### AUSGEWÄHLTER TEXT
/---

Matthias Schweighöfer: „Ich muss niemanden vor den Kopf stoßen“

Der Bubi. Der Quatschkopf. Der Typ, der immer über seine Füße stolpert. Seit er ein Teenager war, steht Matthias Schweighöfer vor der Kamera und lange kannte man ihn vor allem durch Comedy-Rollen wie diesen. Heute, mit 41, strahlt er immer noch Humor und Jugendlichkeit aus. Aber sein Portfolio hat sich deutlich erweitert. Matthias Schweighöfer spielt inzwischen nicht mehr nur in Filmen mit, sondern schreibt, produziert und führt Regie. Und widmet sich auch ernsten Themen. Zum Beispiel im neuen Netflix-Film Die Schwimmerinnen. Darin geht es um die wahre Geschichte der beiden Schwestern Yusra und Sarah Mardini, die es von Syrien über Deutschland bis zu den Olympischen Spielen geschafft haben. Schweighöfer spielt ihren Schwimmtrainer Sven.

Im Interview mit Netflixwoche erzählt Matthias Schweighöfer, was er mit seinen Filmen bewirken will, welche Begegnungen ihn besonders berührt haben, und was er von Spitznamen wie „Schwiegermutters Liebling“ oder „Volksschauspieler“ hält, die ihm die Medien gegeben haben.

Du hast die beiden Schwestern Yusra und Sarah Mardini kennengelernt. Wie war dein Eindruck?

Ich habe die beiden bei der Bambi-Verleihung 2016 kennengelernt und dachte mir, krass, die Geschichte muss man erzählen. Das ist das echte Leben. Mit Yusra war ich gerade in New York, wir haben dort die Presse für Die Schwimmerinnen gemacht und waren beim UN-Sicherheitsrat. Das hat mich mal wieder sehr beeindruckt, was für eine Power sie ausstrahlt. Sie ist diejenige, die die olympische Fackel voranträgt. Sarah ist etwas zurückhaltender, bescheidener. Darum kenne ich sie nicht so gut wie Yusra.

Worüber hoffst du, dass die Zuschauer bei Die Schwimmerinnen diskutieren werden?

Über unseren Anteil: Wenn wir etwas an der Welt verändern würden, was wäre das? Mir geht es gar nicht um die große Frage, wie viele Flüchtlinge wir aufnehmen. Sondern auch um die kleinen Dinge, die wir in unserem eigenen Umkreis tun können. Und wenn das nur ist, dass man mal jemanden am Schalter vorlässt.

Der Film ist voller Hoffnung, trotz des schweren Themas. Siehst du es als deine Aufgabe als Filmemacher, Mut zu machen?

\---

### BEREITGESTELLTES MATERIAL

/---

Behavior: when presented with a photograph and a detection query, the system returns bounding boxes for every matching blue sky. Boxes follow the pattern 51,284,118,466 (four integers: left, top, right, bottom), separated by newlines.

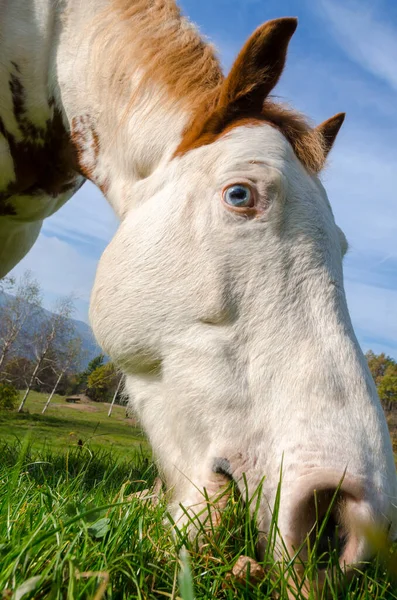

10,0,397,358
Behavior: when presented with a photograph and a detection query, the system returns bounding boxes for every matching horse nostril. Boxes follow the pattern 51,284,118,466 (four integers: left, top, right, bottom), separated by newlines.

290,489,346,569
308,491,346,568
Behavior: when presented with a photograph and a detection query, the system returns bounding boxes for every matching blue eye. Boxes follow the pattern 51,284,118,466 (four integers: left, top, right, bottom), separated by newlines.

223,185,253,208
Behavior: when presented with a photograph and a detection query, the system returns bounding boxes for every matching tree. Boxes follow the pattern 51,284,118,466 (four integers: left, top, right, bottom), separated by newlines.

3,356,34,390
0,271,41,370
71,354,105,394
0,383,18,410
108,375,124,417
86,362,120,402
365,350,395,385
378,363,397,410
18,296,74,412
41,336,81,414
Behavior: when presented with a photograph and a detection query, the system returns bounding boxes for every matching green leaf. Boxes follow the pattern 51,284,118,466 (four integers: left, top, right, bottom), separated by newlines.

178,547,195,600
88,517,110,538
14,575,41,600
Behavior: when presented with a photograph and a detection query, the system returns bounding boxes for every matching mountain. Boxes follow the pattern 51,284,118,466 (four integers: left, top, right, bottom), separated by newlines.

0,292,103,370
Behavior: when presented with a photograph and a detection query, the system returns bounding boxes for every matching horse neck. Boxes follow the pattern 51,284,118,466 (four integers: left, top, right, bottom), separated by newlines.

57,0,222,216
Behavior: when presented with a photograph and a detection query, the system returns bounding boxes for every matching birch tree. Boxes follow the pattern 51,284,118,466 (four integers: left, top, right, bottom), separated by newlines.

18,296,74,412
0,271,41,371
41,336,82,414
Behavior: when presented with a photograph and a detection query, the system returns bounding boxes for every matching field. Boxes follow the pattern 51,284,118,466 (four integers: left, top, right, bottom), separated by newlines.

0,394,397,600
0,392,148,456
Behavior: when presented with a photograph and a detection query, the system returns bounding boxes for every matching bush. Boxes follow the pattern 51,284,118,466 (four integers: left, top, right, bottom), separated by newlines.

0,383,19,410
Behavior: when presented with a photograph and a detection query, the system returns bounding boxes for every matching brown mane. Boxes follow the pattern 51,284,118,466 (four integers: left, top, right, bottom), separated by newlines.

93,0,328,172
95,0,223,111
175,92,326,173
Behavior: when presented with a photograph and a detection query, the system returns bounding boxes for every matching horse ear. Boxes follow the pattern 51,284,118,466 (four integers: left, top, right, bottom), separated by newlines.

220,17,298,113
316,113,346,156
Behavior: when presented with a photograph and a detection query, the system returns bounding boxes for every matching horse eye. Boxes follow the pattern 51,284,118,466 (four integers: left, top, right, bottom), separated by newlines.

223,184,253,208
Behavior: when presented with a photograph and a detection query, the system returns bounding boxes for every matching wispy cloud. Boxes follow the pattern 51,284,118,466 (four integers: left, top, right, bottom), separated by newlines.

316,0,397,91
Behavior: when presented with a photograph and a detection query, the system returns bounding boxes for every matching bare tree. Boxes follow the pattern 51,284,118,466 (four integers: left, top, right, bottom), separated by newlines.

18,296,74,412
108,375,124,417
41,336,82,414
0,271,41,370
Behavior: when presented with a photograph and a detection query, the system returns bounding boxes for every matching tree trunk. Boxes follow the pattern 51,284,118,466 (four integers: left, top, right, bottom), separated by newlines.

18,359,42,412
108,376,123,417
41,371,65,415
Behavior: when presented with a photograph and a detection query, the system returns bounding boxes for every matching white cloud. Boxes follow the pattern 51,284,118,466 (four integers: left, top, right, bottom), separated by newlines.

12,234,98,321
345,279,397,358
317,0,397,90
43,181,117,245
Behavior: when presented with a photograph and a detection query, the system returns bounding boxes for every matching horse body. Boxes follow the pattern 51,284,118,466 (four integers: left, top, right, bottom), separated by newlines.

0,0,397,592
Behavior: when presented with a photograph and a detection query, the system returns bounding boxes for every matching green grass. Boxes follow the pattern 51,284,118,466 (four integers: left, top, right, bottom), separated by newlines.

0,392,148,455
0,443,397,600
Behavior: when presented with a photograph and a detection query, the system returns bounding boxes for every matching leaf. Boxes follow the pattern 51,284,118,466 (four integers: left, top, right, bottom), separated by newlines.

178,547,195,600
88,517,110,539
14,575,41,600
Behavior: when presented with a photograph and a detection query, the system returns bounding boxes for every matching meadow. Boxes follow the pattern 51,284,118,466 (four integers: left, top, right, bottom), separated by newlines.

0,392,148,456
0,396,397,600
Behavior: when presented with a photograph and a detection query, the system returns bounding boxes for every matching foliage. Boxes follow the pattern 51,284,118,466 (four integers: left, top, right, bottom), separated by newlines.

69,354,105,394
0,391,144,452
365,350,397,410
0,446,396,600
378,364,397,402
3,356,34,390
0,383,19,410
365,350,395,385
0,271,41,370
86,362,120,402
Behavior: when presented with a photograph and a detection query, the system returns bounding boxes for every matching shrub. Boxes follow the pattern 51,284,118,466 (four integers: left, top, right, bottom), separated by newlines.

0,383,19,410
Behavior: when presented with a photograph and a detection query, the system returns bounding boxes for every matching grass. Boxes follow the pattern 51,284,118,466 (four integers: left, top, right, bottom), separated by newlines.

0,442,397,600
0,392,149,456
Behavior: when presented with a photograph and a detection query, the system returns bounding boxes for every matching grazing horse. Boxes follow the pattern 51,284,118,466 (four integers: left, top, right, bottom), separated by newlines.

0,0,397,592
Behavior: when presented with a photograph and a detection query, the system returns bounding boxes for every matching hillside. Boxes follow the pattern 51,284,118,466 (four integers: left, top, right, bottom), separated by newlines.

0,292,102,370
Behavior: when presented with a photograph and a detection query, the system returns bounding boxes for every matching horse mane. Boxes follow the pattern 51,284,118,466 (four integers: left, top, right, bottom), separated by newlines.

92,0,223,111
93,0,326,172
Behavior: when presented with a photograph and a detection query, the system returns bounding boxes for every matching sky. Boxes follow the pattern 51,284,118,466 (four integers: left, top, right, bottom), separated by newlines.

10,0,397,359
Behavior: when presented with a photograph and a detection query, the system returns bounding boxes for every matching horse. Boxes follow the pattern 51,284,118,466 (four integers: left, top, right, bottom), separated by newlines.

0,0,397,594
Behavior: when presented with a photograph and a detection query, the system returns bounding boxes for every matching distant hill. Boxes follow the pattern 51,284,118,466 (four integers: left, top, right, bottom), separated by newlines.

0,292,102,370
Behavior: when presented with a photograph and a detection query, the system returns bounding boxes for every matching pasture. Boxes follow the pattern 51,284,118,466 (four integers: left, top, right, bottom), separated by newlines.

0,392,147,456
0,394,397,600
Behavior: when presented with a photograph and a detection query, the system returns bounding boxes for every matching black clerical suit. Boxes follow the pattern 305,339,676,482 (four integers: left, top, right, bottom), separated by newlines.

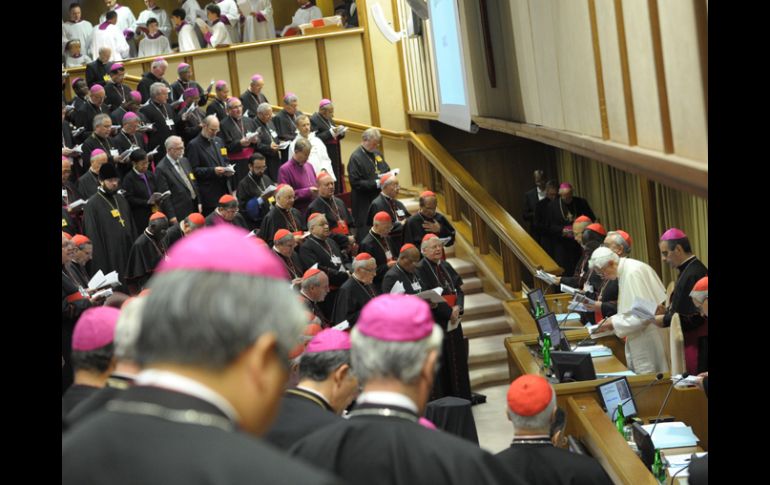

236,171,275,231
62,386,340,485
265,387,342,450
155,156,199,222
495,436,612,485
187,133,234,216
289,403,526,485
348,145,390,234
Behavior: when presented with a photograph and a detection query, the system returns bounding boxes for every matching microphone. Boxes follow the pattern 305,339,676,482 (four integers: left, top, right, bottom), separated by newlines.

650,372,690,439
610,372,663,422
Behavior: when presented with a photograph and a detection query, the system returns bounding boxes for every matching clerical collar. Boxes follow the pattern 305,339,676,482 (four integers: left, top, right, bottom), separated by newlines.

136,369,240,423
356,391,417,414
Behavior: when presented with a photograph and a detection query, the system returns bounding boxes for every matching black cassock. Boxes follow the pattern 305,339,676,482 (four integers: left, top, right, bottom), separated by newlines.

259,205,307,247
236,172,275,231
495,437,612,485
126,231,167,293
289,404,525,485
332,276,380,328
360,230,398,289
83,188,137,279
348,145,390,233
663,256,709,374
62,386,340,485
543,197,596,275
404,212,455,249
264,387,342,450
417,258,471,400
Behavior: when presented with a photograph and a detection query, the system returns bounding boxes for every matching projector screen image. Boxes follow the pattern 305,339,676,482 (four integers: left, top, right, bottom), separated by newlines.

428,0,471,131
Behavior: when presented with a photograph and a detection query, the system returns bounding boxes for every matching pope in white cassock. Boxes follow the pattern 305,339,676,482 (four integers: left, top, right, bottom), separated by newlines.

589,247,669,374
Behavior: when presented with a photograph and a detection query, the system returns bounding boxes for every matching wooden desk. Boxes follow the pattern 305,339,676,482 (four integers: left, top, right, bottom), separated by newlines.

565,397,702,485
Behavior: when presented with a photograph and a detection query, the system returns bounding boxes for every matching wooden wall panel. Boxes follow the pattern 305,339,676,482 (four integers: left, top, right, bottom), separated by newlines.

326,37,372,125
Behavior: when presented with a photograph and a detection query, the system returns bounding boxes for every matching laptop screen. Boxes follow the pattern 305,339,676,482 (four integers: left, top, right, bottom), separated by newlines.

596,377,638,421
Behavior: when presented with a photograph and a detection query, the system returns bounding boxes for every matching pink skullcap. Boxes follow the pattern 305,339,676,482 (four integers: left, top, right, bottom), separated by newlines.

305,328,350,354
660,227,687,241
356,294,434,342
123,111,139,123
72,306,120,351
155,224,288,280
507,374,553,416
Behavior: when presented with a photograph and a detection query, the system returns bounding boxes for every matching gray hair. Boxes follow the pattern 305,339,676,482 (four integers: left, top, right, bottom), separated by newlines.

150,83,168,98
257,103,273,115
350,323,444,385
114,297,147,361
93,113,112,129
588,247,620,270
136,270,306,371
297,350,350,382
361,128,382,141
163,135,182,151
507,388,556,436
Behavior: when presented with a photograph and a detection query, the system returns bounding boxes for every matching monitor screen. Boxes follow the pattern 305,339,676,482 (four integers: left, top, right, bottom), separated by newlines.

\---

### IHRE AUFGABEN
1/ Ermitteln Sie alle Zeilen, die das Wort „cloud“ enthalten, und schreiben Sie sie unverändert ab.
2/ Knüpfen Sie an das Interview mit Matthias Schweighöfer an und schreiben Sie es nach dem letzten Satz weiter.
Das Interview mit Matthias Schweighöfer und die Zeilen stammen aus verschiedenen Quellen.

### DIE LÖSUNGEN
1/
Behavior: when presented with a photograph and a detection query, the system returns bounding boxes for every matching wispy cloud. Boxes follow the pattern 51,284,118,466 (four integers: left, top, right, bottom), separated by newlines.
Behavior: when presented with a photograph and a detection query, the system returns bounding boxes for every matching white cloud. Boxes follow the pattern 51,284,118,466 (four integers: left, top, right, bottom), separated by newlines.

2/
Ich komme aus einem ultra intellektuellen Haushalt. Bei uns wurde viel diskutiert, über tiefe, schwere Themen. Die sind wichtig, die muss man erzählen. Mir macht das auch Spaß. Aber in Zeiten wie diesen ist Licht auch sehr viel wert.

Um gegen die Schockstarre angesichts von Corona, Krieg und Krise anzukommen?

Ja. Ich glaube, das Publikum ist ganz dankbar, wenn es mal zwei Stunden abschalten kann. Oder etwas sieht, das berührt, aber am Ende ein Gefühl von Liebe, Mut und Stärke zurücklässt. Ich möchte sagen: Steht auf, immer wieder, immer wieder.

Du wurdest vor allem mit Comedy-Filmen berühmt. Im Laufe deiner Karriere haben dir die Medien ein paar Titel und Spitznamen gegeben – ich würde dir gern ein paar davon auflisten und von dir wissen, welcher am besten zutrifft. Einverstanden?

Klar!

Ein Spitzname, den du sicher noch oft hörst: „Schwiegermutters Liebling“.

Das kommt wahrscheinlich durch das Nettsein. Ich muss niemandem aufs Maul hauen, ich muss niemanden vor den Kopf stoßen. Wozu auch? Ich versuche eher zuzuhören, statt meinen Senf dazu zu geben.

Was hältst du von „der wahre Volksschauspieler“?

Ach, an das Interview mit der ZEIT erinnere ich mich noch. Volksschauspieler heißt ja eigentlich, dass man was für die Leute macht. Damit sie eine gute Zeit haben. Bist du auf Augenhöhe mit deinem Publikum oder machst du was am Publikum vorbei? Wenn ein Volk dich mag, ist das doch total süß. Vor kurzem hatte ich eine Begegnung mit zwei Influencerinnen. Meine Frau war ganz aufgeregt: „Oh mein Gott, das sind die TikTokerinnen! Ich würde die total gern kennenlernen!“ Also bin ich zu denen hingegangen – und dann waren die aber ganz nervös. Sie meinten zu mir: „Wir sind jetzt Anfang zwanzig und haben die letzten 18, 19 Jahre mit dir verbracht, wir können Sätze aus deinen Filmen auswendig. Wir haben mit unserer Mutter vor dem Fernseher Sonntagabende mit dir verbracht, du hast uns eine sorgenfreie Zeit beschert.“ Und das ist doch toll, wenn Eltern deine Filme weitergeben und du so Teil von deren Geschichte wirst.

„Volksschauspieler“ ist also klar ein Kompliment.

Ja, total.

Der Spiegel hat dich „Der Mann mit dem halben Dutzend Berufen“ genannt.

Ha, ja, das kann sein.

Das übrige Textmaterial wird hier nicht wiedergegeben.